Introducing the Linda McCartney Hoisin Duck Meal Kit. As delicious as it is, a Chinese is not always an easy feat for vegans – but trust me when I say that you don’t need a take-away with this. As someone who hasn’t eaten duck in well over a year, this amazing meal had me almost tearful. Though a little on the pricey side at £5 a box, this is worth every penny for a special treat.
Vegan cheese is an insult to cheeses all over the world
Perhaps less impressive was the Goodfellas Vegan Pizza. I’m sorry, I tried, but vegans you have yet to master dairy-free cheese. Although it looked promising, this pizza tasted… of nothing. A little bit of an insult to one of the greatest inventions of all time. I am sure that there are amazing vegan pizzas out there, but be prepared to spend a little more to find it.
Forget Fattoush, Beyond Burgers are the best
My faith in vegan alternatives was restored by a burger battle: Beyond Burger Vs Quorn complete with all the fillings. The Quorn was decent but not even close to blowing my mind like the Beyond Burger, complete with a red middle, and even gristle? I am still confused by how there was gristle.
The week was filled with colourful food packed with flavour, from tofu, noodles, Wicked “Amazeballs” and a surprisingly tasty mac ‘n’ cheese.
Venturing into the vegan takeout world
I decided to end with a high and order a Nando’s to try their brand new ‘Great Imitator’ wrap. I was super excited to discover that the majority of their sides were vegan, including their garlic bread. As for the imitator? It was nice but had nothing on the other meat free options such as the beanie. Overall, I was so happy to see some of the best variety of choice out there –and from a chicken restaurant nonetheless!

◆ Task goal: Write the next part of the review of a week of vegan eating, starting after its last sentence.

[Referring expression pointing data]
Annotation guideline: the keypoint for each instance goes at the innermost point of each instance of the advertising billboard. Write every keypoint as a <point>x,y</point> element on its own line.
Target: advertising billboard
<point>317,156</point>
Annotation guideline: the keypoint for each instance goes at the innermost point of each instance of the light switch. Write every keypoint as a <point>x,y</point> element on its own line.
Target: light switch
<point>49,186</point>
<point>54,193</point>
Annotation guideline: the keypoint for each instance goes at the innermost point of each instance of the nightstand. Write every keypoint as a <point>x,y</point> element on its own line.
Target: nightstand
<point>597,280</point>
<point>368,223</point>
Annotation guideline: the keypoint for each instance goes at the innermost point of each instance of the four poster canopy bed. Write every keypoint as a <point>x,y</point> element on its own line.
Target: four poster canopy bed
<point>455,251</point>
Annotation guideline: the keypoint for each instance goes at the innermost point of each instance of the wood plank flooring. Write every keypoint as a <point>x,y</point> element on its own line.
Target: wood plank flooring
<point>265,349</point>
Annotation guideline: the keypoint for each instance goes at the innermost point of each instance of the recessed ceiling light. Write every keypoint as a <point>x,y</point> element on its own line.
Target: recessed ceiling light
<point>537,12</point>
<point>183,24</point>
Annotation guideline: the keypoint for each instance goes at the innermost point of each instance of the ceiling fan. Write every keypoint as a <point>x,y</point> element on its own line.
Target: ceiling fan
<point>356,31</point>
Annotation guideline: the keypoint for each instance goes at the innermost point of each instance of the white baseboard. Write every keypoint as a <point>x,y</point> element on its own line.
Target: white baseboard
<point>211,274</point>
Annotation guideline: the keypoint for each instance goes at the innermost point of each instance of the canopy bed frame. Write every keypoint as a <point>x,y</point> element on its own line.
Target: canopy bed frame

◆ Answer to the problem:
Desert without dairy was a hard pill to swallow
Outside of a fruit salad, it can be a challenging to find a desert without dairy; it’s easy to assume that sorbet is just ice cream without the fun. However, there is a lot of choice out there if you make the trip to a larger supermarket.
I tried Lucy Watson’s Feed Me Vegan chocolate tart and was so happy with it. It was sweet and rich – perfect for a family dinner or even a hungry evening by yourself!
Vegan chocolate has progressed far beyond ultra dark, bitter blocks. If you have a bit of money left over, Booja Booja chocolate is perfect for a gift (or another hungry evening by yourself). This week I tried Montezuma’s ‘Like No Udder’ vegan milk chocolate. While it wasn’t as sweet and milky as Cadbury or Galaxy, it was delicious and smooth.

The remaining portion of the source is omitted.